→ **Directions**: Faithfully repeat each entry below, minus the pictures.

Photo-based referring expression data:

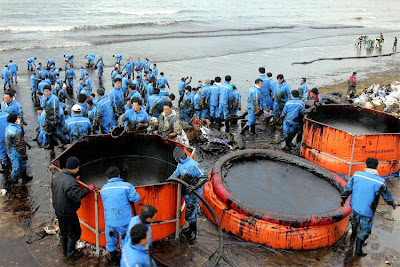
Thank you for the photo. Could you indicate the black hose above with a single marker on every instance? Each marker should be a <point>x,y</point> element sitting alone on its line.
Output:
<point>221,237</point>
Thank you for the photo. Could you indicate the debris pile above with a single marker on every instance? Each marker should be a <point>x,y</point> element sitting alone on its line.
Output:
<point>381,97</point>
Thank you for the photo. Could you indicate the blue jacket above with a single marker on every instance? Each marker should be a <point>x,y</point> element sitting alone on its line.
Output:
<point>162,81</point>
<point>77,126</point>
<point>70,74</point>
<point>214,95</point>
<point>196,100</point>
<point>104,111</point>
<point>117,99</point>
<point>282,88</point>
<point>303,88</point>
<point>51,106</point>
<point>135,256</point>
<point>253,98</point>
<point>293,108</point>
<point>365,189</point>
<point>225,94</point>
<point>265,89</point>
<point>136,220</point>
<point>6,74</point>
<point>131,117</point>
<point>13,67</point>
<point>116,196</point>
<point>181,86</point>
<point>3,125</point>
<point>13,108</point>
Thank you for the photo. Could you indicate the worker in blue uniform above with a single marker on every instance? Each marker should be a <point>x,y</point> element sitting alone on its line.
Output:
<point>186,107</point>
<point>236,104</point>
<point>139,65</point>
<point>30,62</point>
<point>88,82</point>
<point>197,102</point>
<point>303,88</point>
<point>77,125</point>
<point>136,118</point>
<point>189,171</point>
<point>280,95</point>
<point>146,217</point>
<point>225,96</point>
<point>6,77</point>
<point>3,151</point>
<point>70,58</point>
<point>70,76</point>
<point>153,101</point>
<point>292,114</point>
<point>146,65</point>
<point>104,112</point>
<point>365,188</point>
<point>118,57</point>
<point>183,82</point>
<point>313,95</point>
<point>13,71</point>
<point>90,60</point>
<point>100,69</point>
<point>11,105</point>
<point>136,252</point>
<point>117,101</point>
<point>16,150</point>
<point>161,80</point>
<point>253,106</point>
<point>205,100</point>
<point>155,71</point>
<point>117,197</point>
<point>128,68</point>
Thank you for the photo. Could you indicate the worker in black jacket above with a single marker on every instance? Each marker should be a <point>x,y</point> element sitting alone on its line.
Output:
<point>67,197</point>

→ **Task result**:
Thank you for the photo. Could you indicate the black hose above with a single marker on every instance? Each marker should be a <point>x,y</point> element sitting alone on its line.
Output:
<point>221,237</point>
Thank you for the photo. Could you indicate the debris pile above with a single marker on every instance? Each marker should be a <point>x,y</point> element sitting alone on its line.
Output:
<point>381,97</point>
Thank you for the photo. Could you indicate the blue jacket above with a single marker on every instance? Each marker should be a <point>x,y</point> element sitting alone on its line.
Output:
<point>162,81</point>
<point>77,126</point>
<point>70,74</point>
<point>214,95</point>
<point>196,100</point>
<point>104,111</point>
<point>117,99</point>
<point>282,88</point>
<point>303,88</point>
<point>51,106</point>
<point>135,256</point>
<point>253,98</point>
<point>293,108</point>
<point>365,189</point>
<point>225,94</point>
<point>265,89</point>
<point>136,220</point>
<point>6,74</point>
<point>131,117</point>
<point>13,67</point>
<point>116,196</point>
<point>181,86</point>
<point>3,125</point>
<point>13,108</point>
Thank you for the photo. Could you indicate the worker in blue uniform above with a single marker on every instance? Each marker should be a <point>x,y</point> element sitting alone on its line.
Output:
<point>186,107</point>
<point>236,104</point>
<point>139,65</point>
<point>30,62</point>
<point>88,82</point>
<point>197,102</point>
<point>303,88</point>
<point>77,125</point>
<point>136,118</point>
<point>189,171</point>
<point>280,95</point>
<point>146,217</point>
<point>225,96</point>
<point>6,77</point>
<point>3,151</point>
<point>70,58</point>
<point>70,76</point>
<point>153,101</point>
<point>292,114</point>
<point>146,65</point>
<point>104,112</point>
<point>365,188</point>
<point>118,57</point>
<point>183,82</point>
<point>313,95</point>
<point>13,71</point>
<point>90,60</point>
<point>100,69</point>
<point>11,105</point>
<point>136,252</point>
<point>117,101</point>
<point>16,150</point>
<point>161,80</point>
<point>253,106</point>
<point>205,100</point>
<point>155,71</point>
<point>117,197</point>
<point>128,68</point>
Thank you for the photo. Could you indicate the worker in black jacket above with a single marker on every instance? Each marker should be a <point>x,y</point> element sitting alone on its line.
Output:
<point>67,197</point>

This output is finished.